* _What is expected_
Take every line from the entries below that includes the word "rough" and copy it.
--*--
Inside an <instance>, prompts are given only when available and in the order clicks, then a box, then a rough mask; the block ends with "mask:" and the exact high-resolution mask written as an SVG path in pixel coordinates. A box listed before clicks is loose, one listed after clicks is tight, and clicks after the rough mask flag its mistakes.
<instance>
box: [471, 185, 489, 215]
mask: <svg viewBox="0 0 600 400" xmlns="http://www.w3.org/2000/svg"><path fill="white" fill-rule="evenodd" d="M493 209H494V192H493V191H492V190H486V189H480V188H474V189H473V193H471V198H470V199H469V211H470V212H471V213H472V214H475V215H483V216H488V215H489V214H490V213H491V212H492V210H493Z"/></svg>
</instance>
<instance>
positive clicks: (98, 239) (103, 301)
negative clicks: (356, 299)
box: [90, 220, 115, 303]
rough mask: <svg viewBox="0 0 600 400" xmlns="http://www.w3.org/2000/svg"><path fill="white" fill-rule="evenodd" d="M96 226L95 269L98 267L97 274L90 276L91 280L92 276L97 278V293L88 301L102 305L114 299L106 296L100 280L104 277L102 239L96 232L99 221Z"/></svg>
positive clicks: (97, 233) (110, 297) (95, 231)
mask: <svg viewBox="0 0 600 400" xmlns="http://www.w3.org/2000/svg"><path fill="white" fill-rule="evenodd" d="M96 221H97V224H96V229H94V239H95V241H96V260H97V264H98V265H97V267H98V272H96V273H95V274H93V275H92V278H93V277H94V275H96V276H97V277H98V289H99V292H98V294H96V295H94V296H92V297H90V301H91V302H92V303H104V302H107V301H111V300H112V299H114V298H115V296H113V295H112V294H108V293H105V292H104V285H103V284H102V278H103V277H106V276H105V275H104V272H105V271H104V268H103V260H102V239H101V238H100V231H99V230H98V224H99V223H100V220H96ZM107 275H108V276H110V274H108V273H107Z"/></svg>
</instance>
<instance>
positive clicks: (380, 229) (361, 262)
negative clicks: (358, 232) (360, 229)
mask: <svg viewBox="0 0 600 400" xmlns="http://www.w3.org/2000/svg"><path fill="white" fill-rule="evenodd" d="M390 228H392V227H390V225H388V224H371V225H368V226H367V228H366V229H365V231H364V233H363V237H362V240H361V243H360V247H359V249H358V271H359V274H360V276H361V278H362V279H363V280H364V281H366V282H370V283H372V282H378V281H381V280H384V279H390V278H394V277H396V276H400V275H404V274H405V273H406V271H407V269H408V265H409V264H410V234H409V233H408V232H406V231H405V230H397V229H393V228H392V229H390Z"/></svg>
--*--
* _Output of the exercise_
Inside an <instance>, prompts are given only when available and in the order clicks, then a box, then a rough mask; the block ends with "mask:" and the exact high-resolution mask written as an SVG path in pixel coordinates. A box listed before clicks is loose, one listed after clicks is tight, and clicks after the rough mask flag its mistakes.
rough mask: <svg viewBox="0 0 600 400" xmlns="http://www.w3.org/2000/svg"><path fill="white" fill-rule="evenodd" d="M96 226L95 269L98 267L97 274L90 276L91 280L92 276L97 278V293L88 301L102 305L114 299L106 296L100 280L104 277L102 239L96 232L99 221Z"/></svg>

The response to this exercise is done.